■ **SHORT PROBLEM**: Reproduce every line below word for word, with nothing changed.

■ **Items listed in a dataset**:
* * * *

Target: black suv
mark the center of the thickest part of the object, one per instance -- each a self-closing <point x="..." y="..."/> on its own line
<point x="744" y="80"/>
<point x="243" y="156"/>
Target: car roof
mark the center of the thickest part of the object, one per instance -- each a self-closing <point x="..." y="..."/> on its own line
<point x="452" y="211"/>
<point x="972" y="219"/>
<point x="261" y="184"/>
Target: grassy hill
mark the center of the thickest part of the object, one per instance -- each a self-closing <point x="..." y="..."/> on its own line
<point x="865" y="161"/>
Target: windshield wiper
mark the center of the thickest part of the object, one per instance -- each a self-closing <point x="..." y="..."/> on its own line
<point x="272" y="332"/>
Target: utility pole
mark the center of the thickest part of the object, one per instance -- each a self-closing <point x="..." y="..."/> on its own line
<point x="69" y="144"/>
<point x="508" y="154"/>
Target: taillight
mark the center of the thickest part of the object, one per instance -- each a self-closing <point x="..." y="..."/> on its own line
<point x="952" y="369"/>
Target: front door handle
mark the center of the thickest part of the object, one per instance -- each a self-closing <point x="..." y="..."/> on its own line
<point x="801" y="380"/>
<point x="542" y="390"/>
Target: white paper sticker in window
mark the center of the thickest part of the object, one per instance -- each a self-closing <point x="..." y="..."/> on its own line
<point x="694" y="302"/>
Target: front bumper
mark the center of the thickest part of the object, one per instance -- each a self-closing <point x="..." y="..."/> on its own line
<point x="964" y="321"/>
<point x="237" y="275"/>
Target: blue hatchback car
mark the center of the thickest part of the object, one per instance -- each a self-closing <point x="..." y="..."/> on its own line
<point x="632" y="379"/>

* * * *

■ **RESULT OF THIS TASK**:
Target: black suv
mark the center of the thickest part of the object, one per instance -- each a self-closing <point x="..." y="..."/> on its own line
<point x="744" y="80"/>
<point x="243" y="156"/>
Target: car roof
mark the center of the thickest part of the object, one per instance -- each a self-closing <point x="..." y="..."/> on its own line
<point x="452" y="211"/>
<point x="972" y="219"/>
<point x="261" y="184"/>
Target: grassy hill
mark the center of the thickest part of the object, one per instance -- each a self-closing <point x="..." y="..."/> on its own line
<point x="865" y="161"/>
Target: windshield wiper
mark the center of the thickest part of the object, one per instance -- each a self-closing <point x="..." y="..."/> on its own line
<point x="272" y="332"/>
Target: utility pole
mark the center of the thickest part of the object, one per instance -- each a self-closing <point x="..." y="..."/> on its own line
<point x="69" y="144"/>
<point x="508" y="154"/>
Target: taillight
mark the center of the thickest part of the object, one per instance -- each a self-closing <point x="..." y="..."/> on its own line
<point x="952" y="369"/>
Target: front door handle
mark the center of the thickest part of the object, one per instance -- each a self-closing <point x="..." y="..."/> on its own line
<point x="801" y="380"/>
<point x="542" y="390"/>
Target: white paper sticker in window
mark the center of the thickest part of the object, one per instance -- each a self-closing <point x="..." y="..."/> on its own line
<point x="694" y="302"/>
Target: front bumper
mark the center of the thickest part of the object, one per instance -- each a self-closing <point x="..." y="..."/> on its own line
<point x="964" y="321"/>
<point x="237" y="275"/>
Target: blue hatchback car
mark the center of the thickest part of the object, one per instance -- each a self-closing <point x="..." y="..."/> on its own line
<point x="632" y="379"/>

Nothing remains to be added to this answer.